### What this task involves
Reproduce the passage about the novel Ella Morris between "Ella Morris is" and "falls in love.", inclusive.

### Selected extract
Content starts

Ella Morris
- First Edition
- Author: John David Morley
- Language: English
- Genre: Fiction, Philosophical
- Publisher: Weidenfeld & Nicolson
- Publication date: September 25, 2014
- Media type: Print (Paperback) & ebook
- Pages: 948 pp
- ISBN: 978-0-29-787172-9

= Ella Morris (novel) =

Novel by John David Morley

Ella Morris is the tenth novel by John David Morley, a story of Europe, about the calamities which befell the continent in the 20th century. The book's focus is the Morris family: its matriarch Ella; her husband George, a British civil servant of Hungarian descent; her lover Claude de Marsay, a French student ten years her junior whom she meets in Paris; and Ella's four children, all of whom must navigate a world still scarred by the legacy of the Second World War.

Born in Berlin on the eve of Hitler's rise to power, Ella Andrzejewski was seventeen years old when she was caught up in the advance of the Red Army in 1945. A victim of Russian violence, her plight is echoed decades later by the fate of Nadine, an Austrian woman of Albanian descent whom Ella's son Alex meets during the course of the Balkan war, and with whom he subsequently falls in love.

Content ends

Saved entries:
Content starts

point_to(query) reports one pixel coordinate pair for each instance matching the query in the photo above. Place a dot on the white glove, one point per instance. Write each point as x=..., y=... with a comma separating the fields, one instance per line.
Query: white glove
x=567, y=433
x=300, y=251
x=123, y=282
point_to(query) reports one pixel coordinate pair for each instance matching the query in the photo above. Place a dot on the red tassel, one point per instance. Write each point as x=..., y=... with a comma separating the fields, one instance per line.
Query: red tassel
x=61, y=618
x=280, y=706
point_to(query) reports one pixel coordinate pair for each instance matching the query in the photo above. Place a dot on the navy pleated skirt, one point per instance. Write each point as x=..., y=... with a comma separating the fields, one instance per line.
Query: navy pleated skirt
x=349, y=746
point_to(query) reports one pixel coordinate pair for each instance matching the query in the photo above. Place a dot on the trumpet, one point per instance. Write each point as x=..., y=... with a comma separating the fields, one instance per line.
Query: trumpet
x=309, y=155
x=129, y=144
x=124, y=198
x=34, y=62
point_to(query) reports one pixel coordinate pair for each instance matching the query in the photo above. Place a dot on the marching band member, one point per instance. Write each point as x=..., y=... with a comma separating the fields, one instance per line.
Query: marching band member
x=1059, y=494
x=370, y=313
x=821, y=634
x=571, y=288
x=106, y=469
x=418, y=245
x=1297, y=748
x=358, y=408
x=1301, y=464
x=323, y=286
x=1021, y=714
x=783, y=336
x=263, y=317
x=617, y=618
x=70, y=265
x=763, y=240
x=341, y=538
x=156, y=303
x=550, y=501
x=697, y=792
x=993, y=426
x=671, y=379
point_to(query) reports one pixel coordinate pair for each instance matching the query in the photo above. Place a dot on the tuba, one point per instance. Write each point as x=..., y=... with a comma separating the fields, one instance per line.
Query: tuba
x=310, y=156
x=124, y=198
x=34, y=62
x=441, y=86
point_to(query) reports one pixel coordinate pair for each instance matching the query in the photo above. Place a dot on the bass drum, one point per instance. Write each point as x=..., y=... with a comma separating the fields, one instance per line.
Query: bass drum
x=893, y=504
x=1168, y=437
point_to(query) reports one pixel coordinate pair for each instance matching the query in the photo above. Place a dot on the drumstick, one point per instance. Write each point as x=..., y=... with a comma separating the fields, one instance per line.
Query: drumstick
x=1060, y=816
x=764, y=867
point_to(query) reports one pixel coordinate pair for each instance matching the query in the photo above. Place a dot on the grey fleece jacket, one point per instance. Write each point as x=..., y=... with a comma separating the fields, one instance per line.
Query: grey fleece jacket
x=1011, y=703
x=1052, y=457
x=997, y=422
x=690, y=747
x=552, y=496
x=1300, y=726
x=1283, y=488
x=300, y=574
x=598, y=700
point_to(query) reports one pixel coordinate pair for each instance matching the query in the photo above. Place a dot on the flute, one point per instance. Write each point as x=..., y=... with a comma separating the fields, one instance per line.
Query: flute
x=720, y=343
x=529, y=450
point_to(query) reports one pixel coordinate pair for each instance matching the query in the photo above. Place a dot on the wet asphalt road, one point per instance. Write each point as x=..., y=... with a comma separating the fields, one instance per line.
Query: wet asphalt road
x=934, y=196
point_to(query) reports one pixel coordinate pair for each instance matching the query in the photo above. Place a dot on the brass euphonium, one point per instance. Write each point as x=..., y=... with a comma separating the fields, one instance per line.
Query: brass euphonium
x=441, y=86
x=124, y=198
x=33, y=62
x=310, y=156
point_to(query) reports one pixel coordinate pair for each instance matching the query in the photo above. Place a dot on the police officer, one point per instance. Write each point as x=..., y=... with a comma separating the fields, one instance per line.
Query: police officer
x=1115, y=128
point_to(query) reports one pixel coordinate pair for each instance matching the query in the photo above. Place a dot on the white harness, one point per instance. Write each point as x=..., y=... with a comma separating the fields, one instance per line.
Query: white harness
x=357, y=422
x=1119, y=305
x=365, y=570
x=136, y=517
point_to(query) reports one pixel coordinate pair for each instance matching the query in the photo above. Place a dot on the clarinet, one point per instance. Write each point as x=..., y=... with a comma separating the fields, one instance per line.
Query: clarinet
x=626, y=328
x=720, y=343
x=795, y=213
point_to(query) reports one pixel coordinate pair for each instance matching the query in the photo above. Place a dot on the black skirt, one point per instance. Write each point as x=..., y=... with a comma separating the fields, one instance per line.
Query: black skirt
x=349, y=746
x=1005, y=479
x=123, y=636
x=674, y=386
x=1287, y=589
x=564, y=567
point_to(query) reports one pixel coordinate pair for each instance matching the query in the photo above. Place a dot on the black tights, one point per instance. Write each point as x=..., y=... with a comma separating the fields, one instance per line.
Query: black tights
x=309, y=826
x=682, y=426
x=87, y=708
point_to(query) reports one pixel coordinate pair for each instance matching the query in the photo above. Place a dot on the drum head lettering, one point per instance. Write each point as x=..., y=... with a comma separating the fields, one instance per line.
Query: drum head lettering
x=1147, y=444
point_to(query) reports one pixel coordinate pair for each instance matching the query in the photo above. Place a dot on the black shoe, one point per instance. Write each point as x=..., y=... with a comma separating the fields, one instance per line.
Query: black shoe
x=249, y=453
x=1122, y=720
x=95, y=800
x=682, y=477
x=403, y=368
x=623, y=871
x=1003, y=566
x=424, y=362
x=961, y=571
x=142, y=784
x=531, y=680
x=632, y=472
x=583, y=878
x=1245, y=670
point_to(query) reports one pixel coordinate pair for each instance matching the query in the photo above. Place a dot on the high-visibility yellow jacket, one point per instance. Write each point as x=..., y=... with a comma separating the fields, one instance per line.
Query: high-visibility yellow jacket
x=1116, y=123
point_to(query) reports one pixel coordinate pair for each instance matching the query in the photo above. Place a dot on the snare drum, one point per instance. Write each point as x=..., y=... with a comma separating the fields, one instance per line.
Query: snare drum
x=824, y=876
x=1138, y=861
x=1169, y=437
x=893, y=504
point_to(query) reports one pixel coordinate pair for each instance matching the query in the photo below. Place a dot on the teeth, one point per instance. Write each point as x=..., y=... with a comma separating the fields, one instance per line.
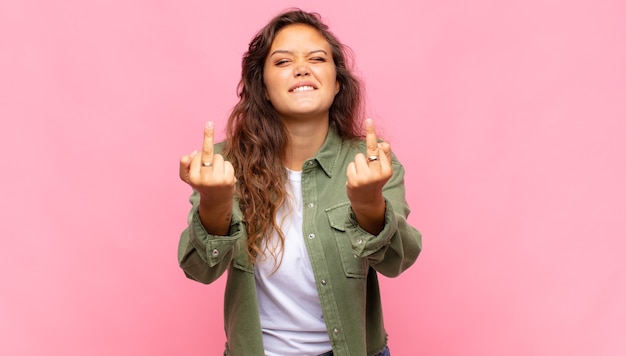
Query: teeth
x=303, y=88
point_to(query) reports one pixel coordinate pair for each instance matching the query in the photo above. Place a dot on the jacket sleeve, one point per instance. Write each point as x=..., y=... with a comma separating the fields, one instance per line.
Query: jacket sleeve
x=397, y=246
x=202, y=256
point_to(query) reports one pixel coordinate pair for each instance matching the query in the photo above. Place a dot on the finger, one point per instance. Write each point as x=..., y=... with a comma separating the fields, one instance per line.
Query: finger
x=385, y=148
x=229, y=171
x=207, y=144
x=360, y=163
x=183, y=170
x=370, y=138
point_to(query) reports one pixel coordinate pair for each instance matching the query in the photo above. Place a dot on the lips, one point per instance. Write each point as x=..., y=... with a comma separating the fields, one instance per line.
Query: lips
x=302, y=86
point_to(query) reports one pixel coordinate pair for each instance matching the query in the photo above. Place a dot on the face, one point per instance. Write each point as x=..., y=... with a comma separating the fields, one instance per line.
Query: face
x=299, y=73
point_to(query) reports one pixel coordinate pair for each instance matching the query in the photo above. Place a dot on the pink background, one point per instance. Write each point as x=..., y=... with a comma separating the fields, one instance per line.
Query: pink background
x=508, y=115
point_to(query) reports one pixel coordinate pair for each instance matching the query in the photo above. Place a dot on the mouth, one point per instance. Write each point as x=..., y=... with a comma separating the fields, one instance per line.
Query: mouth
x=302, y=87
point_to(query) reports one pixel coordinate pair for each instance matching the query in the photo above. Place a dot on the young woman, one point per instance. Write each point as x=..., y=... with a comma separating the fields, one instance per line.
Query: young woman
x=300, y=209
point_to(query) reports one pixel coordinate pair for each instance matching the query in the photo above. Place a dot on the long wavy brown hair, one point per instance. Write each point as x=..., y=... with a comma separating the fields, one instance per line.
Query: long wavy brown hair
x=257, y=139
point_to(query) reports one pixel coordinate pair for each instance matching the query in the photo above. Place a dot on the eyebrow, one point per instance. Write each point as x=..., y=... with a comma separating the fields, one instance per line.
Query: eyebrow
x=291, y=52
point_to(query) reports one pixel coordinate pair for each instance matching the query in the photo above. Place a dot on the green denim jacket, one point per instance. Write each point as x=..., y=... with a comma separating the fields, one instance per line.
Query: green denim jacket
x=345, y=258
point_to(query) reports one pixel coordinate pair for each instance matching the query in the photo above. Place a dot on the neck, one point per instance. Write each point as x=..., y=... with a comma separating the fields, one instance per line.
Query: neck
x=305, y=139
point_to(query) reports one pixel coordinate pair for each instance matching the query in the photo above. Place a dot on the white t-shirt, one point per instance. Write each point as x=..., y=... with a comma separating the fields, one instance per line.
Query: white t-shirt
x=290, y=310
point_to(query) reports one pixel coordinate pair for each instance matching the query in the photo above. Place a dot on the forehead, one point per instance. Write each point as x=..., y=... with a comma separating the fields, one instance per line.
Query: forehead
x=299, y=37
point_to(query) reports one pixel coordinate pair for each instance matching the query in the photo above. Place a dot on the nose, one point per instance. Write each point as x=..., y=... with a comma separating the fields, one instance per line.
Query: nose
x=302, y=69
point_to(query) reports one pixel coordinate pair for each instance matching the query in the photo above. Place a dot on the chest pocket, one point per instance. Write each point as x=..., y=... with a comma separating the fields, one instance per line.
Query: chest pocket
x=353, y=266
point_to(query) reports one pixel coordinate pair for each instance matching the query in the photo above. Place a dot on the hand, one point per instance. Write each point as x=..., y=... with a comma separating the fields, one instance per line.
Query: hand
x=214, y=179
x=366, y=177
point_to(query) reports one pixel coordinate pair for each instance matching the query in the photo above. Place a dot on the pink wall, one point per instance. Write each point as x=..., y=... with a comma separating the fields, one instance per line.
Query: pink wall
x=510, y=119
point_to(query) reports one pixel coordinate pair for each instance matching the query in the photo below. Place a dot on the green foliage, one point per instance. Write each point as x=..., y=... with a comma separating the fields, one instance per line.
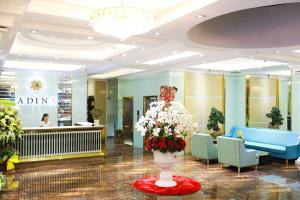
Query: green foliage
x=216, y=117
x=7, y=154
x=276, y=118
x=10, y=125
x=2, y=181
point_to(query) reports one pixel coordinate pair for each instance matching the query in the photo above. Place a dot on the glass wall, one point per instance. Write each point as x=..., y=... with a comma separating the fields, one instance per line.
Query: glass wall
x=262, y=95
x=202, y=92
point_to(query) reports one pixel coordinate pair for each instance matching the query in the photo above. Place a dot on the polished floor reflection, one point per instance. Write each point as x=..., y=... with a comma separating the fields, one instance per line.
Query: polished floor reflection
x=110, y=177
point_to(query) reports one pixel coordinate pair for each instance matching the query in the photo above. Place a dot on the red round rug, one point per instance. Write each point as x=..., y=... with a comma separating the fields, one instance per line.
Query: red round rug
x=184, y=186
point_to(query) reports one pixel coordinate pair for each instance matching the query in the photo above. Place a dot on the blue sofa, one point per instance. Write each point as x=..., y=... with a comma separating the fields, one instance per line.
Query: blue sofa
x=279, y=144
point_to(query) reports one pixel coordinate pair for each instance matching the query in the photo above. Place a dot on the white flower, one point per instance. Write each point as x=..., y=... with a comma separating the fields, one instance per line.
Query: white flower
x=172, y=118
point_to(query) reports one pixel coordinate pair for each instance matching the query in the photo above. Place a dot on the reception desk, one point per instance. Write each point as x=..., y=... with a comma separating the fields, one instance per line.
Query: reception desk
x=61, y=142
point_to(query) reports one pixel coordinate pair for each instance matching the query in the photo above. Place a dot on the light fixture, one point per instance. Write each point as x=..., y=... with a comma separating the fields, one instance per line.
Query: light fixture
x=116, y=73
x=280, y=73
x=237, y=64
x=43, y=66
x=200, y=16
x=121, y=21
x=171, y=58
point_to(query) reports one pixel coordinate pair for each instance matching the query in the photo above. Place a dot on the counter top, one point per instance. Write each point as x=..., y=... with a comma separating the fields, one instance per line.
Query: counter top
x=61, y=128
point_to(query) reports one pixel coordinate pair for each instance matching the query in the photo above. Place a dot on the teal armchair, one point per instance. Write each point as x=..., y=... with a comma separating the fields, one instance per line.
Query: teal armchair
x=202, y=147
x=232, y=151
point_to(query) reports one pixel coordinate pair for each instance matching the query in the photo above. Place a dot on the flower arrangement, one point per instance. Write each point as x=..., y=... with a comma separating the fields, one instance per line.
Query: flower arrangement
x=10, y=125
x=2, y=181
x=10, y=130
x=167, y=123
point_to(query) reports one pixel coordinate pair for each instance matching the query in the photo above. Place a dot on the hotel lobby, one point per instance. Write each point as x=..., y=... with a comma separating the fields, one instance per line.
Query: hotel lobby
x=160, y=99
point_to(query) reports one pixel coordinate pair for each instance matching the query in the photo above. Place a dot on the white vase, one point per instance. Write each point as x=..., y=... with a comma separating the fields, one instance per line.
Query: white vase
x=165, y=162
x=96, y=122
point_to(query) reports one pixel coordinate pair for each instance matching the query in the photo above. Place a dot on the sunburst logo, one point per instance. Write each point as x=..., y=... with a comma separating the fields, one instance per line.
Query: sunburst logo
x=36, y=85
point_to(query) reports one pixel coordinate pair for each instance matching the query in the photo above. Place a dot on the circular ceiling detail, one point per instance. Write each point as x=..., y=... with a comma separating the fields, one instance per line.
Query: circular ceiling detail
x=262, y=27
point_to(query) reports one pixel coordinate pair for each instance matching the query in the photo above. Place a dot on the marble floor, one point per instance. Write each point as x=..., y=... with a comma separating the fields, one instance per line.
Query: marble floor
x=110, y=177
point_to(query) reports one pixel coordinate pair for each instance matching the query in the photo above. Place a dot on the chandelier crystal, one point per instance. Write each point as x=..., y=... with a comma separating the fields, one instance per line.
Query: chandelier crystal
x=121, y=22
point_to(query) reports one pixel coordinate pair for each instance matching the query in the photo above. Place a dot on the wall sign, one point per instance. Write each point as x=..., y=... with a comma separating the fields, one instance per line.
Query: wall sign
x=37, y=94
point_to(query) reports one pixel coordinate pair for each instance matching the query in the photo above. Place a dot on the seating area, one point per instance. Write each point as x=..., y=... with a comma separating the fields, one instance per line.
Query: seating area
x=242, y=146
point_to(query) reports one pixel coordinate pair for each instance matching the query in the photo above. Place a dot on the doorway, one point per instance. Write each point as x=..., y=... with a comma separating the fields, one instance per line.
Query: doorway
x=127, y=120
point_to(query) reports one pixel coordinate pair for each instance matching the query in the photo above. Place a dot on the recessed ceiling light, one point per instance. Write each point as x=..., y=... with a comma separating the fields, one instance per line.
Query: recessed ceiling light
x=171, y=58
x=237, y=64
x=116, y=73
x=200, y=16
x=7, y=73
x=43, y=66
x=280, y=73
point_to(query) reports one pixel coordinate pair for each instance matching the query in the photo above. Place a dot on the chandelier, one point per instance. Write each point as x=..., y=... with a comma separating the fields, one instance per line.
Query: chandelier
x=121, y=21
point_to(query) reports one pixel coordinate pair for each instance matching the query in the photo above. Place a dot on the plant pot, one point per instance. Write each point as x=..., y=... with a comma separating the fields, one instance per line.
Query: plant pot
x=96, y=122
x=165, y=162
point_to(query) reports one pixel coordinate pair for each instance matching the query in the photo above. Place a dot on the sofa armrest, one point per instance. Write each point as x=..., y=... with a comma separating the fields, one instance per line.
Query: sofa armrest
x=292, y=152
x=248, y=158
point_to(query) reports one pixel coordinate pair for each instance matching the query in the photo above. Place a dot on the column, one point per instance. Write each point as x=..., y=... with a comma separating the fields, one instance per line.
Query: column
x=235, y=101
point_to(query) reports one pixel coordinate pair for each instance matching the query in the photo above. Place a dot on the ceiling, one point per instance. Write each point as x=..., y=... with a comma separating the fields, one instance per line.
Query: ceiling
x=58, y=31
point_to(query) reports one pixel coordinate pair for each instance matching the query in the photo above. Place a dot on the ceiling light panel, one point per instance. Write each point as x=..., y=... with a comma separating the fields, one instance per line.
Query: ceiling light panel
x=172, y=57
x=41, y=66
x=48, y=47
x=280, y=73
x=116, y=73
x=237, y=64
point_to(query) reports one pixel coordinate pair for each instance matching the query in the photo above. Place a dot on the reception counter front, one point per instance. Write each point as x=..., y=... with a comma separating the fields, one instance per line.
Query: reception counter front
x=61, y=142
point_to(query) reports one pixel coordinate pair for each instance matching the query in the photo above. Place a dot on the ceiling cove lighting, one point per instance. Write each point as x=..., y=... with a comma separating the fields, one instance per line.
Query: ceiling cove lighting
x=171, y=58
x=42, y=66
x=121, y=21
x=280, y=73
x=236, y=64
x=116, y=73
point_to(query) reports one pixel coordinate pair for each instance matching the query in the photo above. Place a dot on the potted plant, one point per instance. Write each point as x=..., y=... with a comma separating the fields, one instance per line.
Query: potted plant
x=167, y=123
x=97, y=113
x=10, y=130
x=276, y=118
x=2, y=181
x=215, y=118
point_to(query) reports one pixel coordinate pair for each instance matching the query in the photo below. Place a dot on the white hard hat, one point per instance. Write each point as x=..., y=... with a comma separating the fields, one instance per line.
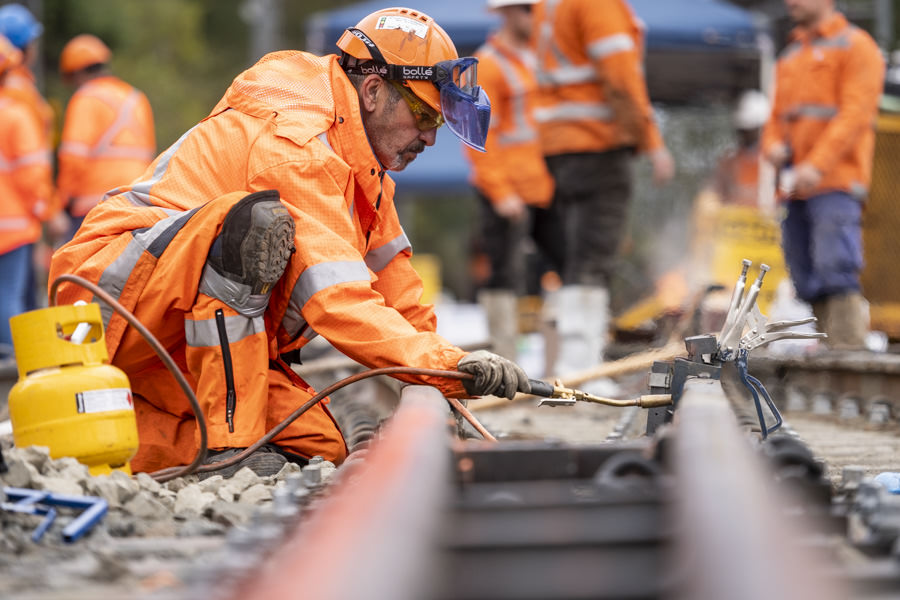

Content ends

### Response area
Ella Morris is the tenth novel by John David Morley, a story of Europe, about the calamities which befell the continent in the 20th century. The book's focus is the Morris family: its matriarch Ella; her husband George, a British civil servant of Hungarian descent; her lover Claude de Marsay, a French student ten years her junior whom she meets in Paris; and Ella's four children, all of whom must navigate a world still scarred by the legacy of the Second World War.

Born in Berlin on the eve of Hitler's rise to power, Ella Andrzejewski was seventeen years old when she was caught up in the advance of the Red Army in 1945. A victim of Russian violence, her plight is echoed decades later by the fate of Nadine, an Austrian woman of Albanian descent whom Ella's son Alex meets during the course of the Balkan war, and with whom he subsequently falls in love.